## start

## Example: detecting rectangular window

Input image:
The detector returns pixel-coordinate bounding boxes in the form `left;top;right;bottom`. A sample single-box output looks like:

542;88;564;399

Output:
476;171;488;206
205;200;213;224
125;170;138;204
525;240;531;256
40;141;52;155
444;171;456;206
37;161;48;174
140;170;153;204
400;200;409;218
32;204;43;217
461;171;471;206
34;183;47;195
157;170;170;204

## end

» **Aim**
Can you copy every one of the rows above line for line, without changing a single character?

» **Task answer**
## Example: detecting rectangular window

Input image:
The detector returns pixel-coordinate bounding boxes in the form `left;top;right;bottom`. A sample single-box output looks like:

542;88;564;399

Output:
476;171;488;206
205;200;213;224
125;170;138;204
525;240;531;256
40;141;52;155
444;171;456;206
37;161;48;174
140;170;153;204
400;200;409;218
32;204;43;217
461;171;471;206
34;183;47;195
157;170;170;204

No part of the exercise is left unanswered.